COMPLETE THE FOLLOWING:
1. In the passage on querying and updating graphsets, what does the new RUL language build upon?
2. From the passage on querying and updating graphsets, extract the portion that starts at the words "The second major" and ends after the words "the query answer.".

SOURCE EXTRACT:

The second major implication of the introduction of named graphs (and, 
consequently, graphsets) is that the user should be able to query and update them. 
Both features require the expansion of the existing RQL and RUL languages, which is 
described in detail in [Ped08] (and in this deliverable). 

More specifically, querying in the presence of graphsets means that a new, and more 
powerful version of the RQL language (and the Query Service) should be introduced 
in order to allow querying graphsets (and named graphs), as well as triples that 
contain graphset (and named graph) information. During querying, graphset 
information should be taken into account, and the query language should support the 
feature of being able to detect those named graphs (or graphsets) that contributed in 
determining the query answer. 

Updating in the presence of graphsets is even more difficult. A new RUL (and Update 
Service) is required, which, as expected, builds upon the new RQL language. The new 
RUL should support the updating of graphset (and named graph) information, as well 
as the updating of triple information in the presence of graphsets (and named graphs). 
The main complications that arise in the specifications of the semantics of the new 
RUL stem from the fact that inference and redundancy elimination in the presence of 
graphsets is more complicated and takes into account where (i.e., in which graphsets)

RECORDED INFORMATION:
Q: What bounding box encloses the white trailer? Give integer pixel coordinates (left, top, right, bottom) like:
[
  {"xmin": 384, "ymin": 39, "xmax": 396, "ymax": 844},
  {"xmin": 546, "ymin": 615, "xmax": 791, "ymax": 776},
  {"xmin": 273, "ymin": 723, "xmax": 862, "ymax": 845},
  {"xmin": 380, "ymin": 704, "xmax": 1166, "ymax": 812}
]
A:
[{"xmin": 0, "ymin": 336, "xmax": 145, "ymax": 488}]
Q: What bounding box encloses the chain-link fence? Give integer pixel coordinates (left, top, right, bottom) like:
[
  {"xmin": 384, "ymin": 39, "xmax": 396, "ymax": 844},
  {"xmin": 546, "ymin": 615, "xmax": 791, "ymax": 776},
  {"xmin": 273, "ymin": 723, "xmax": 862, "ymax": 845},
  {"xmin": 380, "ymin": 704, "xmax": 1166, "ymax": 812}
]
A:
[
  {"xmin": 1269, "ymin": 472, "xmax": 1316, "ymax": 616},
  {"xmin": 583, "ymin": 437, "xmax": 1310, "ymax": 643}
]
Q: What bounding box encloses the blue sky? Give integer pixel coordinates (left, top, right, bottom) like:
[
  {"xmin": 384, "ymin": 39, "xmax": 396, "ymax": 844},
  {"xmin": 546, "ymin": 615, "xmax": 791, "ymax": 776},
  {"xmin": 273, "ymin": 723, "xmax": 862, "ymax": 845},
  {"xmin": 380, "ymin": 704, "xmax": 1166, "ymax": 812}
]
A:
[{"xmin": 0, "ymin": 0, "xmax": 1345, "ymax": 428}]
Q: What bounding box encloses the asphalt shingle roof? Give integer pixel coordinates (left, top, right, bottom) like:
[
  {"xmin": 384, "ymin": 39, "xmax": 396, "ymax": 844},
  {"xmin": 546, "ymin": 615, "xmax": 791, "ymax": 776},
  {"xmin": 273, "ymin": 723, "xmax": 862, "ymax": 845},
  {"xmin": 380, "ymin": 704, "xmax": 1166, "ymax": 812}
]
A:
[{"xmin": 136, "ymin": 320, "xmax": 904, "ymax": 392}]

EXERCISE RESULTS:
1. The new RQL language.

2.
The second major implication of the introduction of named graphs (and, 
consequently, graphsets) is that the user should be able to query and update them. 
Both features require the expansion of the existing RQL and RUL languages, which is 
described in detail in [Ped08] (and in this deliverable). 

More specifically, querying in the presence of graphsets means that a new, and more 
powerful version of the RQL language (and the Query Service) should be introduced 
in order to allow querying graphsets (and named graphs), as well as triples that 
contain graphset (and named graph) information. During querying, graphset 
information should be taken into account, and the query language should support the 
feature of being able to detect those named graphs (or graphsets) that contributed in 
determining the query answer.